● Exercise directions
In the lines below, find the one that contains "the goalkeeper's sock" and write it out exactly, along with every line that follows it.

● Data for processing
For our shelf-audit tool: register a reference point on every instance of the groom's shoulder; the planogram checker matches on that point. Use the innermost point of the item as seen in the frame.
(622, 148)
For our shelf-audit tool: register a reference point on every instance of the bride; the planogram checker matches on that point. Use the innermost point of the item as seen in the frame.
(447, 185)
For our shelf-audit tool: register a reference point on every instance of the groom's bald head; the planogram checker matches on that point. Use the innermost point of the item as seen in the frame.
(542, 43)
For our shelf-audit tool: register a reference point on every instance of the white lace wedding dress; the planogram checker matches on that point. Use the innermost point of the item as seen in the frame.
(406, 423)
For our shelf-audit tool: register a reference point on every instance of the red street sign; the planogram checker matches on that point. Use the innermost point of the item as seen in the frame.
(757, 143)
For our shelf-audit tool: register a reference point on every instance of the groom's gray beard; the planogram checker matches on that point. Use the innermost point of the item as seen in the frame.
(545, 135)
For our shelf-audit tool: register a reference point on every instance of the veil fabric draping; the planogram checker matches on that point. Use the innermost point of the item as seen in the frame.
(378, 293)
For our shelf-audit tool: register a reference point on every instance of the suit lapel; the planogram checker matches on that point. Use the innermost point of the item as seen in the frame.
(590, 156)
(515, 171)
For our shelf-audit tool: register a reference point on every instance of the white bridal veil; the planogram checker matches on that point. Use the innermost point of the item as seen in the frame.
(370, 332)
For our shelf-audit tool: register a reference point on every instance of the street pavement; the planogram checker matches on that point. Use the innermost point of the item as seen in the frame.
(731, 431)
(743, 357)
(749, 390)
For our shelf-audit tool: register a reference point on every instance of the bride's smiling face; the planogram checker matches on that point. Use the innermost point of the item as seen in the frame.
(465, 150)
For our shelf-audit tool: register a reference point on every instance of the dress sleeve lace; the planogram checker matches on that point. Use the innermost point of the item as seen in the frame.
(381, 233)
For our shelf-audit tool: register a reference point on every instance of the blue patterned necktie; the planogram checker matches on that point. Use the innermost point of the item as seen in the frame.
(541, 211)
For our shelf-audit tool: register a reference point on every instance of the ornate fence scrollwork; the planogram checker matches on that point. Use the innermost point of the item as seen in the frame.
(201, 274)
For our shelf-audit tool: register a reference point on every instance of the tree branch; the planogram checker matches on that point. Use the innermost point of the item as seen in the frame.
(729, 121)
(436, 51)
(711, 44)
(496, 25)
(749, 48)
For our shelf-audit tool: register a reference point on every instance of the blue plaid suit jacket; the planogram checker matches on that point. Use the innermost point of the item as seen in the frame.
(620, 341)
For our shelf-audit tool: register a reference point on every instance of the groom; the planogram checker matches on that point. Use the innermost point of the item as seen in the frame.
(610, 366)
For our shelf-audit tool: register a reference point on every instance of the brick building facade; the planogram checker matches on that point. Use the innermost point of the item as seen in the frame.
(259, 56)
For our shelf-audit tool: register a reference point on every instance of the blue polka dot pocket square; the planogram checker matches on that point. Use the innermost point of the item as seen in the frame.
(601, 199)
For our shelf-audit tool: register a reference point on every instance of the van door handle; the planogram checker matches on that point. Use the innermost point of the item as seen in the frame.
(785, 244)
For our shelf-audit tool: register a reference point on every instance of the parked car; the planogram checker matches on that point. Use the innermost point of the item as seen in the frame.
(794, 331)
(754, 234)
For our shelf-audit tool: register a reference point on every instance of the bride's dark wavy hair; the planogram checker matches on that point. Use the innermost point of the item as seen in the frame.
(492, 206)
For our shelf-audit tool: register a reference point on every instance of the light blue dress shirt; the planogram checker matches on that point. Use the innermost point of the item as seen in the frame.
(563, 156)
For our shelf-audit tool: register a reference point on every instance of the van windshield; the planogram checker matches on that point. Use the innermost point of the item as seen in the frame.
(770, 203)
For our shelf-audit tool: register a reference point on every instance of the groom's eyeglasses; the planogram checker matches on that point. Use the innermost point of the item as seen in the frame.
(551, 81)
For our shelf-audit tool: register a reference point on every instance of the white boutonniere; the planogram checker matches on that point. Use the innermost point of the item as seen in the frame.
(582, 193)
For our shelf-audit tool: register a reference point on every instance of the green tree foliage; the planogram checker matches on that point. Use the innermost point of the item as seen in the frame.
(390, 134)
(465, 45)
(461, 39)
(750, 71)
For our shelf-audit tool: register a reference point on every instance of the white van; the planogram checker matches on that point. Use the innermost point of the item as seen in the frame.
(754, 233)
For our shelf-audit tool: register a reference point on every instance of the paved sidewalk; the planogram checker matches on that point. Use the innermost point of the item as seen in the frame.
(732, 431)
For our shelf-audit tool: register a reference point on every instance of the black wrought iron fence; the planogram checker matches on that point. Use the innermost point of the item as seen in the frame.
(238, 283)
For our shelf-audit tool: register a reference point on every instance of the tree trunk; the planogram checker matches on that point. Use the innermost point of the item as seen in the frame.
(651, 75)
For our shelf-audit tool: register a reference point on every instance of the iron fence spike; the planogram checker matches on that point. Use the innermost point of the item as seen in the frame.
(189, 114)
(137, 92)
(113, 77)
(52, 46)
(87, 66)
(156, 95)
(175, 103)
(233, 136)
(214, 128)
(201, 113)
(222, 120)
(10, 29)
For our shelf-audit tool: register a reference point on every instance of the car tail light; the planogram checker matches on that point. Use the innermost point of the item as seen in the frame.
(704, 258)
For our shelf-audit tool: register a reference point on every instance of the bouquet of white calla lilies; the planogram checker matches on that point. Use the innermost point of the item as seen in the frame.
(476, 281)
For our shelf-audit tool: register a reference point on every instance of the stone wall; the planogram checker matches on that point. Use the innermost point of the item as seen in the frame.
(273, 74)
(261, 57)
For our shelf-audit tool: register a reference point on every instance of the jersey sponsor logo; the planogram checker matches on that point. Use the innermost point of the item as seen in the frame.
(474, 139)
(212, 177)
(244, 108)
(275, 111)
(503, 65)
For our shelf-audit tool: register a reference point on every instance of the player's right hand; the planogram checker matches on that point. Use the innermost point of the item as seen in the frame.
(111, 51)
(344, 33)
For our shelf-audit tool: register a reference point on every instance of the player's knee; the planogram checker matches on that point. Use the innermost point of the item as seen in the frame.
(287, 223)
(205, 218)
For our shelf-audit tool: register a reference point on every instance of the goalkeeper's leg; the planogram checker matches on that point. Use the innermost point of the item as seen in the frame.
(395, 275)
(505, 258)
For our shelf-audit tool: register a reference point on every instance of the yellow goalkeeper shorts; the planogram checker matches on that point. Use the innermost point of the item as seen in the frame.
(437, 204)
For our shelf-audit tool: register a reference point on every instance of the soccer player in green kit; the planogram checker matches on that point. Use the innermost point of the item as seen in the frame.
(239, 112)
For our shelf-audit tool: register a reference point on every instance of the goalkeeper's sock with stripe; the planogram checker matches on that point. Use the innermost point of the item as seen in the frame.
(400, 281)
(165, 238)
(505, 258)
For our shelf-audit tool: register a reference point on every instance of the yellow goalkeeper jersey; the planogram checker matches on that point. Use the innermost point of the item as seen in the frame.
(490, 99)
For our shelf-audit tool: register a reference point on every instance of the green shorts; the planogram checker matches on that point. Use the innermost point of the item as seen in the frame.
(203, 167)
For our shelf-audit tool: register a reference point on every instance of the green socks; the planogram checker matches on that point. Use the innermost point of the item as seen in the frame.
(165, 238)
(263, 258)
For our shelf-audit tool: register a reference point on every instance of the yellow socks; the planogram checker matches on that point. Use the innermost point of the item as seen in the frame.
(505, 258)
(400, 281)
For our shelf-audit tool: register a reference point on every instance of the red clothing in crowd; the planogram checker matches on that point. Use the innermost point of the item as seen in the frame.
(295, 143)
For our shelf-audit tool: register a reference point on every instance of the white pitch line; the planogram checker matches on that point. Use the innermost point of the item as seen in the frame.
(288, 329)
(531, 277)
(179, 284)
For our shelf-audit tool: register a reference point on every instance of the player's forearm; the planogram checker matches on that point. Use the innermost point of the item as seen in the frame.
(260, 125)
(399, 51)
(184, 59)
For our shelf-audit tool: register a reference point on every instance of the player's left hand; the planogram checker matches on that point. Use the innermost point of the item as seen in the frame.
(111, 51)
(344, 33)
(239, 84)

● Correct response
For our shelf-audit tool: register a reference point on every instance of the goalkeeper's sock with stripe; the planogram checker matches on that point. Use the innermost point of the item as seen in the frame.
(400, 281)
(165, 238)
(505, 258)
For our shelf-audit tool: register a reference point on every instance of the yellow goalkeeper jersey; the planogram checker matches on that point. Use the innermost point of the item as seen in the frame.
(490, 99)
For our shelf-audit tool: register a reference point on every instance of the green shorts; the planogram checker matches on that point. Use the innermost point of the item as seen in the frame.
(203, 167)
For our shelf-audit tool: register a reference point on every instance of the green socks; the planogram checker matches on that point. Use the innermost point of the item as seen in the frame.
(165, 238)
(263, 258)
For our shelf-audit tool: register a reference point on every instance of the yellow socks; the planogram checker matches on that point. Use the innermost point of the item as seen in the frame.
(505, 258)
(400, 281)
For our shelf-audit tool: register a reference point on every instance of the red clothing in crowd; the planogram checker matches on that point. Use the innermost point of the item as seen in the frame.
(295, 143)
For our shelf-audit tool: register a reference point on every instance of the white pitch line; the planogram checker matches on that point. Use the innermost point of the item as seen in the frame.
(288, 329)
(531, 277)
(179, 284)
For our shelf-audit tool: register a reference point on every instance of the player's forearm; the planogram checker matches on that point. Use the innermost point of the item as seen in the frame.
(260, 125)
(399, 51)
(184, 59)
For our shelf-audit tool: register a reference point on every instance of the player's left hand; the planogram checker matches on that point. Use the innermost point of the item as seen in the frame.
(111, 51)
(344, 33)
(239, 84)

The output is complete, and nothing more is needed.